__Entries shown__:

· · · ·

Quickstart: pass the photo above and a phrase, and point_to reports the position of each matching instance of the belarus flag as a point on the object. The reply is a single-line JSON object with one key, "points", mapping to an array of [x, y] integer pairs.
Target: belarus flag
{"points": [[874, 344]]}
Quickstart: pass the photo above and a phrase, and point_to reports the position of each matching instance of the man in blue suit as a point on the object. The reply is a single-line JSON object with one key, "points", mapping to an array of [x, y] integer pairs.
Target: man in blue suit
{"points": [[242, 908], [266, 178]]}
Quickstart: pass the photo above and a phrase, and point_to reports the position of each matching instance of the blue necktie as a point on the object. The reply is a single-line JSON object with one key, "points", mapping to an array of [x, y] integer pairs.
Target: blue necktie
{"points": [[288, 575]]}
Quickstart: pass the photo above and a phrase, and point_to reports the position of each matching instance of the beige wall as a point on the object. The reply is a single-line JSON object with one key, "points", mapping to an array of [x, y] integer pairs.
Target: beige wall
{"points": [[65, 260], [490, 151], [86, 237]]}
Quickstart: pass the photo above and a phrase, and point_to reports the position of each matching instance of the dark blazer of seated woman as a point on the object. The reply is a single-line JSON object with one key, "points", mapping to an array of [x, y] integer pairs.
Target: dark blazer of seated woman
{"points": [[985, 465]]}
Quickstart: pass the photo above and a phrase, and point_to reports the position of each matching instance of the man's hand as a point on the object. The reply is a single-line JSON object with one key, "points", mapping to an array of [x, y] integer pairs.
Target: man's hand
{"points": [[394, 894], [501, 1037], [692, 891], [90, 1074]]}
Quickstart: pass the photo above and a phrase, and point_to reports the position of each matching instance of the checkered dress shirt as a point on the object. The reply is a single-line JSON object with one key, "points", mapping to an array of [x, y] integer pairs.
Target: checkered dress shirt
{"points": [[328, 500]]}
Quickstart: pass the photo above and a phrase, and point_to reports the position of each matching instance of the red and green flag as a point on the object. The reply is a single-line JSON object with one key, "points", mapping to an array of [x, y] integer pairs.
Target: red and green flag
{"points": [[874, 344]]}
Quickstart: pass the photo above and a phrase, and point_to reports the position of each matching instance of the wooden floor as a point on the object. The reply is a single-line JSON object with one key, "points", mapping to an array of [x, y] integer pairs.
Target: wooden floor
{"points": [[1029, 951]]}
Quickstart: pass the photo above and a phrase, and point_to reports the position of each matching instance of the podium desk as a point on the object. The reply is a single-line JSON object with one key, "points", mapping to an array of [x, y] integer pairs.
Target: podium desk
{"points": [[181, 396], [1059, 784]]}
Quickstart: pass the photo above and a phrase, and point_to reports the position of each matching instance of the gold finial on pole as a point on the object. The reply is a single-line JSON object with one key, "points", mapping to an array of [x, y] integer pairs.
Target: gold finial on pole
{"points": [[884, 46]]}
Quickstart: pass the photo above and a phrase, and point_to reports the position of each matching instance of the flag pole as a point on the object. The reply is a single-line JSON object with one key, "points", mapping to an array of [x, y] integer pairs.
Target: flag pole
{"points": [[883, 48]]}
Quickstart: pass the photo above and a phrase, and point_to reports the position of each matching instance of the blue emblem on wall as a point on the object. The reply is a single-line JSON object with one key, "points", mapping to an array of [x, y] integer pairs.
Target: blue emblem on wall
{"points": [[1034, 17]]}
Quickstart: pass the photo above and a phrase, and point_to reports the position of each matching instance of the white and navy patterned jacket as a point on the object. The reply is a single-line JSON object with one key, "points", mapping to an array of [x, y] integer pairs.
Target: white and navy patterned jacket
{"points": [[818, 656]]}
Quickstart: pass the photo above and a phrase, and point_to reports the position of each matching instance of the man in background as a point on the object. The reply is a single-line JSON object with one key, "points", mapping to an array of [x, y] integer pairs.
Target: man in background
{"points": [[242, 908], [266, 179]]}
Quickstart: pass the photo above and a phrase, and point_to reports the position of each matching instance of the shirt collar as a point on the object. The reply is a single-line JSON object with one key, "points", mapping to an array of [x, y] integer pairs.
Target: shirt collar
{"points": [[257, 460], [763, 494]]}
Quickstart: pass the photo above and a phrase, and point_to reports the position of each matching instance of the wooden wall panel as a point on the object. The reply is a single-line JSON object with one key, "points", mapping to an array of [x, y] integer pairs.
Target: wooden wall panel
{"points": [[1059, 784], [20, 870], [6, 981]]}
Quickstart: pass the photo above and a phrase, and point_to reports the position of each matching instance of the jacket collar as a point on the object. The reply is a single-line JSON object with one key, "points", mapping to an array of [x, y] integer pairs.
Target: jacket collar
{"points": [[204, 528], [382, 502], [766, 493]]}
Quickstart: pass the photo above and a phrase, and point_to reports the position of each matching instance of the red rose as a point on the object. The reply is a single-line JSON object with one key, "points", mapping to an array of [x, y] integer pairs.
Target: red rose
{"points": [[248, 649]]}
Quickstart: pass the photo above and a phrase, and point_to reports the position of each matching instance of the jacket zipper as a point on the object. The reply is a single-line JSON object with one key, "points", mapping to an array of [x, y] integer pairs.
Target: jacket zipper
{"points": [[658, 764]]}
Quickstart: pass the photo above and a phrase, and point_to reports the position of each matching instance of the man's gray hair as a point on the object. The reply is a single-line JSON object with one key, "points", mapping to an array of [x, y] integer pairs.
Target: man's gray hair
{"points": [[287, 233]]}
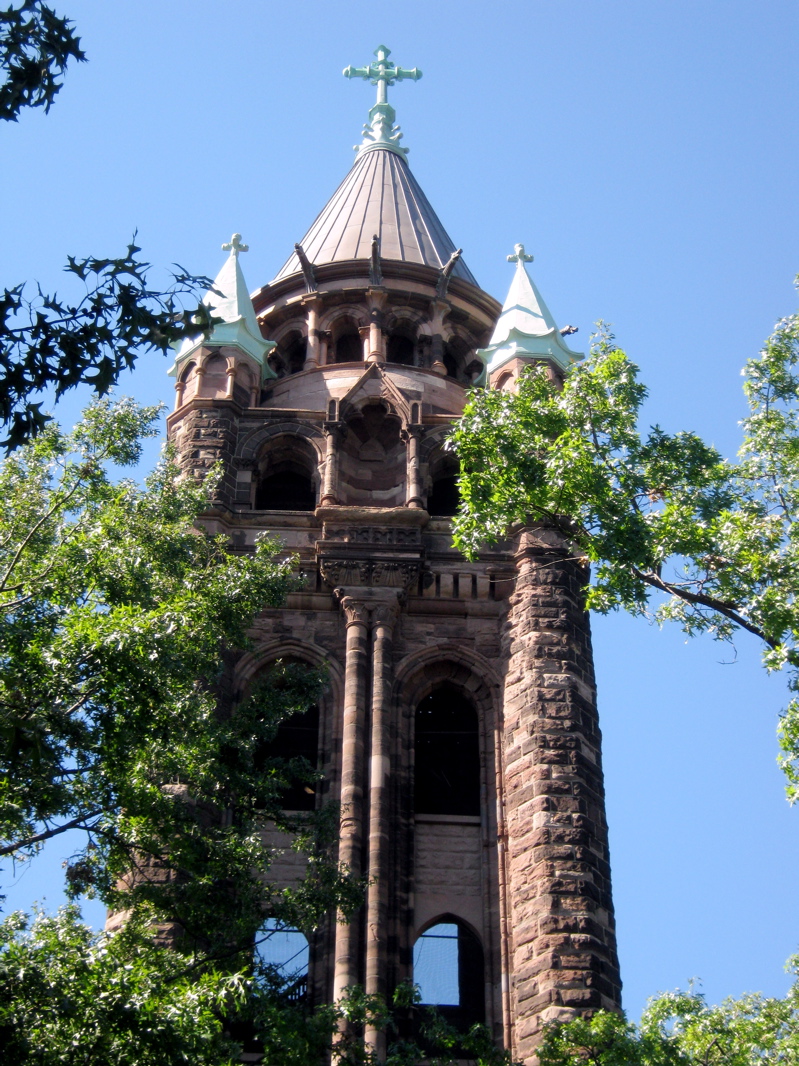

· · · ·

__Exercise aim__: Output the stretch from the line containing "the red rose" through the line containing "Target: red rose" as a Markdown table with the columns Row and Line. Number each row, give one line per row, and leave out any blank lines.

__Response to this exercise__:
| Row | Line |
|---|---|
| 1 | Quickstart: pass the photo above and a phrase, and point_to reports the position of each matching instance of the red rose as a point on the object. The reply is a single-line JSON object with one key, "points", mapping to an array of [x, y] integer pairs. |
| 2 | Target: red rose |